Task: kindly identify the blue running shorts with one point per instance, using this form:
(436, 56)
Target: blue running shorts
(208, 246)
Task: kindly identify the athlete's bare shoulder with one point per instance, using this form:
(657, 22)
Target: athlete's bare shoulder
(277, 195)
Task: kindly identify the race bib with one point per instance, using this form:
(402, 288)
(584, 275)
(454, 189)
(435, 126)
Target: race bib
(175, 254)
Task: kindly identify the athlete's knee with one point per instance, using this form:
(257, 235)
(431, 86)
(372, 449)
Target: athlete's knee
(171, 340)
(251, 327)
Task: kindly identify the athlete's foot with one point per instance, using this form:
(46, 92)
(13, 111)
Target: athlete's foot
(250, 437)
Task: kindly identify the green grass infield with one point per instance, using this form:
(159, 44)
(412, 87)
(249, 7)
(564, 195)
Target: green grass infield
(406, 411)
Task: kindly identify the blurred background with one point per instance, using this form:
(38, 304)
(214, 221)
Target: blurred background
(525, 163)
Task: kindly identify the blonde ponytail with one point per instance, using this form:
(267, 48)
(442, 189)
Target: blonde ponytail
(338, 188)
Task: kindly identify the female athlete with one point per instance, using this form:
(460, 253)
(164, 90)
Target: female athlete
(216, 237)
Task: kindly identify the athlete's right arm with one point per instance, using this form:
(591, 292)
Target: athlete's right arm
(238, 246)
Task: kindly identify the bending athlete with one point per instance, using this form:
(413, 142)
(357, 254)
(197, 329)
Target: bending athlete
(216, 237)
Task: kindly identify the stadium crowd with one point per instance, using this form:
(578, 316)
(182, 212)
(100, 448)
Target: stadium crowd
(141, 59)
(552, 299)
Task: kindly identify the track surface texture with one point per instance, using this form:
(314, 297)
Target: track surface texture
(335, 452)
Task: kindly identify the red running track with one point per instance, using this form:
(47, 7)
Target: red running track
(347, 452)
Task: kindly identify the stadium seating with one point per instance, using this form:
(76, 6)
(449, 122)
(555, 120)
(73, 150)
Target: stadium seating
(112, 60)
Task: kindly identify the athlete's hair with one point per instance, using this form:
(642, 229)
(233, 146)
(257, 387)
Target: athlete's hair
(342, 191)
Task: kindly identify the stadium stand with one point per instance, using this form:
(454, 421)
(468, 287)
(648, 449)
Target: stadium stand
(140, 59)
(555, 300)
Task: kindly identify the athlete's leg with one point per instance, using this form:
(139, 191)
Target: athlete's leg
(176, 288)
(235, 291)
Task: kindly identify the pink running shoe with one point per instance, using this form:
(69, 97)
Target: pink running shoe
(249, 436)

☆ ☆ ☆ ☆

= Task details =
Each record must be returned exactly as it is written.

= Finished answer =
Task: kindly identify the blue running shorts with one point per instance, using this form:
(436, 56)
Target: blue running shorts
(208, 246)
Task: kindly identify the athlete's bare shoulder with one point per instance, using this form:
(657, 22)
Target: athlete's bare shoulder
(277, 195)
Task: kindly identify the race bib with one point per instance, using this form:
(402, 288)
(584, 275)
(454, 189)
(435, 126)
Target: race bib
(175, 254)
Task: kindly identify the athlete's knee with one point per instance, using this form:
(257, 235)
(431, 86)
(372, 449)
Target: athlete's knee
(171, 340)
(251, 327)
Task: kindly identify the athlete's foot with one point per instance, using this form:
(46, 92)
(13, 111)
Target: athlete's foot
(250, 437)
Task: kindly identify the green grass infield with one point per instance, using this form:
(159, 44)
(412, 87)
(249, 7)
(564, 195)
Target: green grass infield
(406, 411)
Task: kindly identify the blurred background with one point per instance, using this form:
(38, 304)
(214, 221)
Target: blurred background
(525, 163)
Task: kindly identify the blonde ponytail with one point per instance, using this form:
(267, 48)
(442, 189)
Target: blonde ponytail
(338, 188)
Task: kindly identify the female athlete with one point per instance, using this form:
(460, 253)
(164, 90)
Target: female athlete
(216, 237)
Task: kindly identify the athlete's right arm with one point per instance, using this form:
(591, 292)
Target: athlete's right arm
(238, 246)
Task: kindly identify the bending athlete with one point per instance, using this form:
(413, 142)
(357, 254)
(197, 329)
Target: bending athlete
(216, 237)
Task: kindly identify the stadium crowd with one point per instance, using this form:
(578, 316)
(182, 212)
(100, 448)
Target: stadium crowd
(141, 59)
(552, 299)
Task: kindly identify the track surface texture with one point per instance, using this form:
(314, 297)
Target: track surface texture
(335, 452)
Task: kindly identify the red running track with one point per instance, using this form:
(47, 7)
Target: red running track
(347, 452)
Task: kindly identify the stadium seating with one point per instance, using this form:
(76, 6)
(449, 122)
(555, 120)
(73, 150)
Target: stadium seating
(112, 60)
Task: kindly identify the athlete's hair with one point per instance, using this form:
(642, 229)
(233, 146)
(257, 387)
Target: athlete's hair
(342, 191)
Task: kindly identify the stadium stand with one point per instance, using this form:
(454, 421)
(468, 287)
(648, 449)
Target: stadium stand
(140, 59)
(555, 300)
Task: kindly identify the athlete's leg with one point per instance, using this form:
(139, 191)
Target: athlete's leg
(176, 288)
(235, 291)
Task: kindly identify the pink running shoe with one point per instance, using this form:
(69, 97)
Target: pink running shoe
(249, 436)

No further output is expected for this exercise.